__OBJETIVO A__:
Indica si cada afirmación coincide con el texto sobre el sentido humano de la economía. Responde sí o no y cita literalmente las palabras que lo deciden.
(i) El sentido humano de la economía es una idea desconocida para la mayoría.
(ii) La dimensión humana debería servir para frenar el aumento de la pobreza.
(iii) La desigualdad afecta solo a quienes la sufren directamente.
__OBJETIVO B__: Según el texto sobre el sentido humano de la economía, ¿por qué "proclamar" ese sentido no es más que repetir algo con un tono enfático? Contesta en una a tres oraciones.
__OBJETIVO C__:
Responde a estas preguntas a partir del texto sobre el sentido humano de la economía:
(i) ¿En qué ámbitos se olvida con frecuencia el sentido humano de la economía?
(ii) ¿En qué vidas tienen consecuencias políticas y sociales las desigualdades y la pobreza?
(iii) ¿Sobre qué descansa nuestra "normalidad"?

__TEXTO FUENTE__:
------------------------------------------------------------------------

“Proclamar” el sentido humano de la economía es, sencillamente, repetir con un tono enfático una obviedad ya conocida por todos nosotros y frecuentemente olvidada en los análisis de los profesionales, en los programas políticos y, sobre todo, en las prácticas financieras de las grandes empresas.
No siempre se suele tener en cuenta esta dimensión humana que debería servir para frenar el “natural” e injusto crecimiento de las desigualdades inhumanas y el permanente aumento de la pobreza. Tengo la impresión de que no somos conscientes de sus elevadas consecuencias políticas y sociales en las vidas individuales, familiares, nacionales e internacionales.
En mi opinión, la desigualdad sobre la que descansa nuestra “normalidad” representa un problema grave que, aunque de forma diferente, nos afecta a todos incluso a los que, engreídos y endiosados, estamos convencidos de que somos omnipotentes.

------------------------------------------------------------------------

__LÍNEAS DE DATOS__:
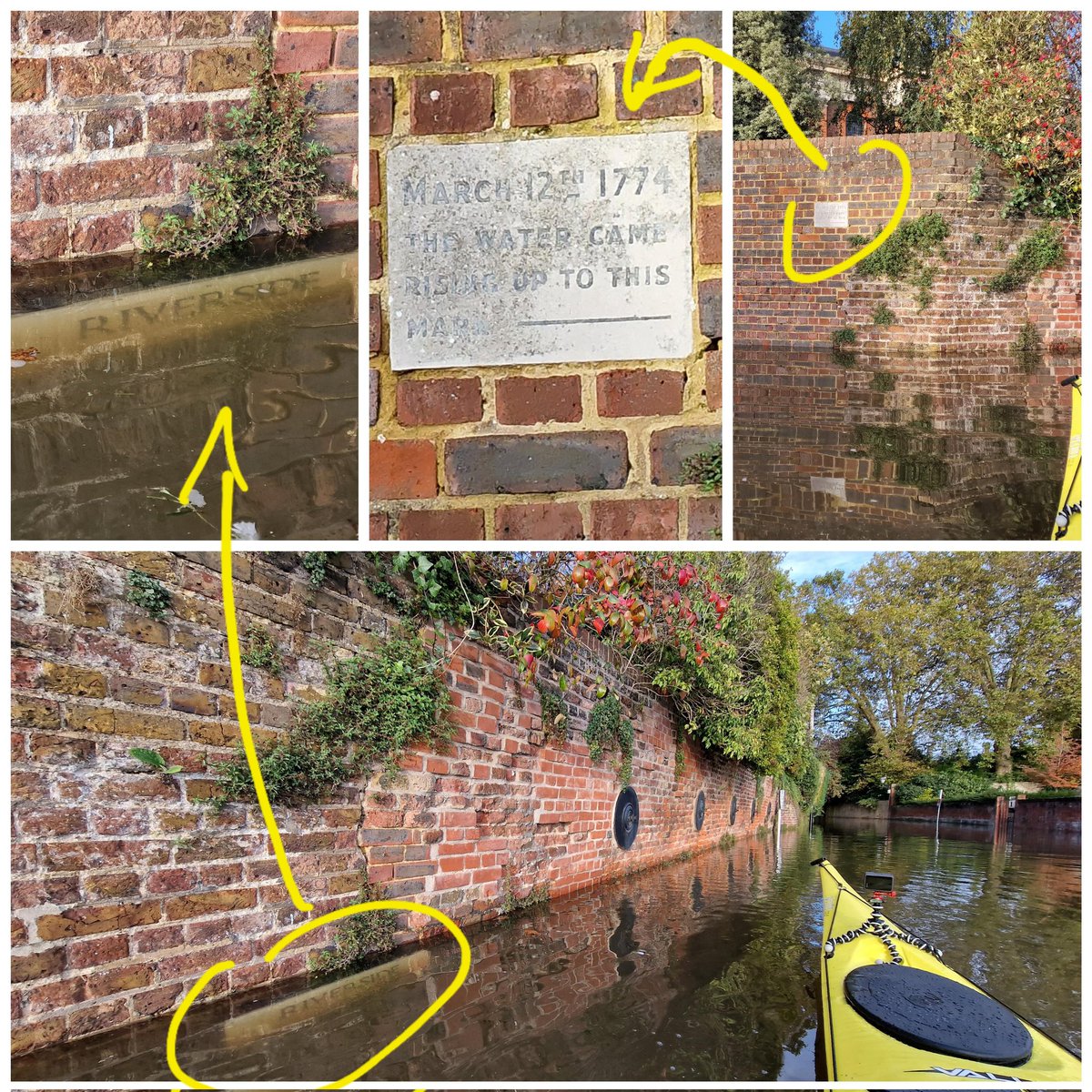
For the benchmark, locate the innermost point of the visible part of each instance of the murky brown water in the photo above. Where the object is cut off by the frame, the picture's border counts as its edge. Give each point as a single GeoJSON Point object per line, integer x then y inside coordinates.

------------------------------------------------------------------------

__RESULTADO CORRECTO A__:
(i) No: "una obviedad ya conocida por todos nosotros".
(ii) Sí: "debería servir para frenar el “natural” e injusto crecimiento de las desigualdades inhumanas y el permanente aumento de la pobreza".
(iii) No: "nos afecta a todos".

__RESULTADO CORRECTO B__: Proclamarlo no es más que repetir algo con énfasis porque se trata de una obviedad ya conocida por todos. Aun así, se olvida con frecuencia en los análisis de los profesionales, en los programas políticos y, sobre todo, en las prácticas financieras de las grandes empresas.

__RESULTADO CORRECTO C__:
(i) En los análisis de los profesionales, en los programas políticos y, sobre todo, en las prácticas financieras de las grandes empresas.
(ii) En las vidas individuales, familiares, nacionales e internacionales.
(iii) Sobre la desigualdad.